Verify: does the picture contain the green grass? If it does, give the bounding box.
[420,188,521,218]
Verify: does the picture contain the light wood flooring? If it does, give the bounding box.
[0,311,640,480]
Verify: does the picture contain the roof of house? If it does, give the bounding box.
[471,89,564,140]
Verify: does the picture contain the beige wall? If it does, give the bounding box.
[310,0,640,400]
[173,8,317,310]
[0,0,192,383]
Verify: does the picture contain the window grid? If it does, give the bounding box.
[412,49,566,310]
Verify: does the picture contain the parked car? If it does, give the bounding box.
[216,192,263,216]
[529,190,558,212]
***
Collect every line of the rows above that contains the string "Verify". Matching is case-sensitive.

Verify: does the picture contain the green grass? If it does, give the bounding box.
Verify: does the picture contain the light wood flooring? If it does, give the bounding box.
Verify: does the picture contain the roof of house? If it does, give the bounding box.
Verify: does the picture contain the beige wall? If it does, give the bounding box.
Verify: does the picture contain the window grid? If it does, give the bounding box.
Verify: does the picture contain the parked car? If it does, give the bounding box.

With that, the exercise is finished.